# Work item
List every form of visual expression that the passage on dementia and the creative brain names as appearing when a person loses verbal language.
[[ Source passage open ]]
“Creativity is our species’ natural response
to the challenges of human experience.”
~ Adriana Diaz
Neuroscience research in the past several decades has increased the understanding of human brain functions particularly emotion, perception, and behavior. An integral component of the Memory and Aging Center’s research mission is to understand various complex functions of the brain. As such, many individuals at the Memory and Aging Center are fascinated by the creative brain and hope to gain a greater understanding of the creative mind.
From the study of individuals with dementia and autism, degeneration of certain areas of the brain is thought to release previously dormant cognitive abilities in other areas of the brain with amazing results. The Memory and Aging Center has met individuals who never created art before becoming ill and are now making wonderful, intriguing artwork in the face of their illnesses. While the focus of the online gallery is visual art, there are other reports of people creating music as well.
There have been reports of individuals usually diagnosed with semantic dementia, a subtype of frontotemporal dementia, who developed new artistic skills in the setting of their illness. One explanation for this phenomenon is that other parts of the brain take over to compensate for another brain area that is no longer working. Therefore, visual expressions such as a drawing, painting or sculpture appear as the person loses their capability for verbal language. By studying the behavioral changes in frontotemporal dementia, we hope to gain understanding in the neuropsychology of creativity as well.
Furthermore, the ability to communicate with friends and family, even if without words, can bring a sense of comfort to those who knew the person before they became ill. The production of art can be enjoyed and shared with others, as well as rewarding to the individual and their caregivers.
[[ Source passage closed ]]
[[ Dataset content open ]]
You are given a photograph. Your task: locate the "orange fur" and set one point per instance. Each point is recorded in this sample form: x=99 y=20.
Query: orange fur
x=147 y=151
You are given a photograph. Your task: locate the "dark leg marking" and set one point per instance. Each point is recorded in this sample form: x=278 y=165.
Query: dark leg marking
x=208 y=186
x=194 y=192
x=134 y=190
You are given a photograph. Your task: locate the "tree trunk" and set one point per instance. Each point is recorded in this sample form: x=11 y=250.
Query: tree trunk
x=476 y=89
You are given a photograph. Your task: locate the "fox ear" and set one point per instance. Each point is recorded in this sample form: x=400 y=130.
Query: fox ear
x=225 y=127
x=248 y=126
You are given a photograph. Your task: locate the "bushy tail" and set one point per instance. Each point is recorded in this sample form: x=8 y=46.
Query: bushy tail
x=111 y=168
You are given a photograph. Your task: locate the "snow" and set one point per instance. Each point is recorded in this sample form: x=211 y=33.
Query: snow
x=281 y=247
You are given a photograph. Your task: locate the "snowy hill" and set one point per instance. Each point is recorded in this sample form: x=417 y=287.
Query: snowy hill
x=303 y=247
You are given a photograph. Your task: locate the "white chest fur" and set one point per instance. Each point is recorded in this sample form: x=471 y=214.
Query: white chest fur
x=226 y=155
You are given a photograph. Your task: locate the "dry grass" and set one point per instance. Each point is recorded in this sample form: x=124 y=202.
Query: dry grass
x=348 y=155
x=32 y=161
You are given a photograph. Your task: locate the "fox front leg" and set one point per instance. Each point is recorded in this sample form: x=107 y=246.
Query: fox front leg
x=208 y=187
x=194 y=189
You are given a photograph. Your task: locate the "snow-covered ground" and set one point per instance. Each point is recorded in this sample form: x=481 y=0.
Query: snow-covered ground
[[ Dataset content closed ]]
[[ Dataset content open ]]
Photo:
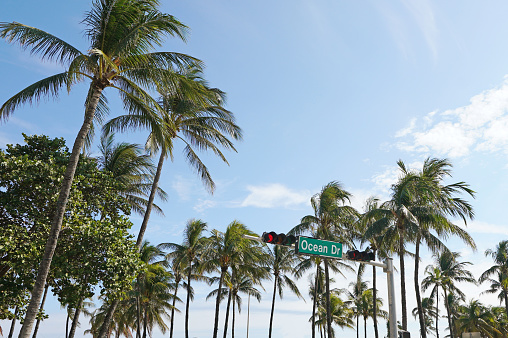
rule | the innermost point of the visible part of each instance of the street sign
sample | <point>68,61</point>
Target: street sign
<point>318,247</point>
[[ Dataset content closed ]]
# Task answer
drawing, painting, sculpture